=== PROVIDED ENTRIES ===
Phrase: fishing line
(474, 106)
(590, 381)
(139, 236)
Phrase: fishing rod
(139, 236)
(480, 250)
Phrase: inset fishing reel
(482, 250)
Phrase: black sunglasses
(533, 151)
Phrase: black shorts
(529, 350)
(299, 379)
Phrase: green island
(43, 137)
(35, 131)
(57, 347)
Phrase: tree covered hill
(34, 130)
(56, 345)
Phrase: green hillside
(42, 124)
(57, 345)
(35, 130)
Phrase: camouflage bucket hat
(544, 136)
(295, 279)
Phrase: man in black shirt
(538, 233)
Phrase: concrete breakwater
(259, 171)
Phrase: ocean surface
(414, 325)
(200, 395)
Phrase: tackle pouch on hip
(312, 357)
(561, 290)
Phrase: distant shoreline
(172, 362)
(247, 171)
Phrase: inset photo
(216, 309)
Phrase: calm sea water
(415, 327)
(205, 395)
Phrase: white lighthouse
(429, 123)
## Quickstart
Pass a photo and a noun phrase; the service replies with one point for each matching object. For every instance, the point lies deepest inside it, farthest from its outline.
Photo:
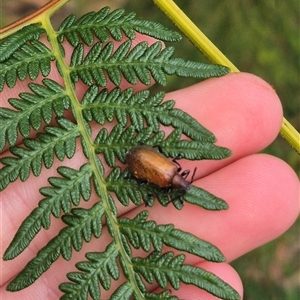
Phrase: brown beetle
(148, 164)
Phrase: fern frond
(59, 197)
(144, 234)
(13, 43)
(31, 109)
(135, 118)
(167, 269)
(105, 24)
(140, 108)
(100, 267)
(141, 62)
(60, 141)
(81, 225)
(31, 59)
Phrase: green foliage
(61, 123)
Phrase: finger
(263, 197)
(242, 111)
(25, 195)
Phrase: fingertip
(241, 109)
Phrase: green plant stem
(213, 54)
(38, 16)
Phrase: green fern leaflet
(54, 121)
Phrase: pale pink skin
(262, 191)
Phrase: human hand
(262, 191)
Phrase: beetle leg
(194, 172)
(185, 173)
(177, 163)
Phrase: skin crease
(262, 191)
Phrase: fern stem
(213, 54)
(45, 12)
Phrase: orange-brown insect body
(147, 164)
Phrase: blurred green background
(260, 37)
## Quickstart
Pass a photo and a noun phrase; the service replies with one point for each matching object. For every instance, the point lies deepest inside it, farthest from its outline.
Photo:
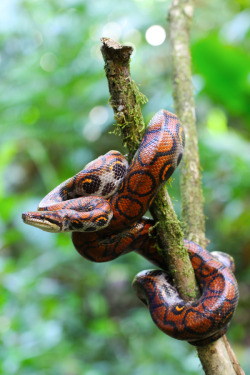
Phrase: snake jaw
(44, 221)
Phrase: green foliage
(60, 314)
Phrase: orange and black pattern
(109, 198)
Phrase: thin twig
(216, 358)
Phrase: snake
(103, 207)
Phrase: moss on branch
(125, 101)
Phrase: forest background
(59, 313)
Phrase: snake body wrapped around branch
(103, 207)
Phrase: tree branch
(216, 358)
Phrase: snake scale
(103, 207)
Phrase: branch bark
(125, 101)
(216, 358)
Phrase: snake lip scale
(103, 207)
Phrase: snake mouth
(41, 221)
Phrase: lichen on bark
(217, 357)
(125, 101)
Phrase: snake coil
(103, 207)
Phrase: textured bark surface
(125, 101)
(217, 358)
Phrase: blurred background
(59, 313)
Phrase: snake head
===
=== PROVIDED ENTRIES ===
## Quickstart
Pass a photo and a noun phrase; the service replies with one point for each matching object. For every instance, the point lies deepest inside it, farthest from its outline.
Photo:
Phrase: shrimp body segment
===
# REQUIRED WORK
From the listing above, the lines starting with the one that has "Phrase: snake scale" and running through the one that has "Phrase: snake head" should be copied exactly, ends included.

# ANSWER SECTION
Phrase: snake scale
(103, 207)
Phrase: branch bark
(125, 101)
(216, 358)
Phrase: snake lip scale
(103, 207)
Phrase: snake mouth
(41, 221)
Phrase: lichen on bark
(217, 357)
(125, 101)
Phrase: snake coil
(103, 207)
Phrase: textured bark surface
(125, 101)
(217, 358)
Phrase: blurred background
(59, 313)
Phrase: snake head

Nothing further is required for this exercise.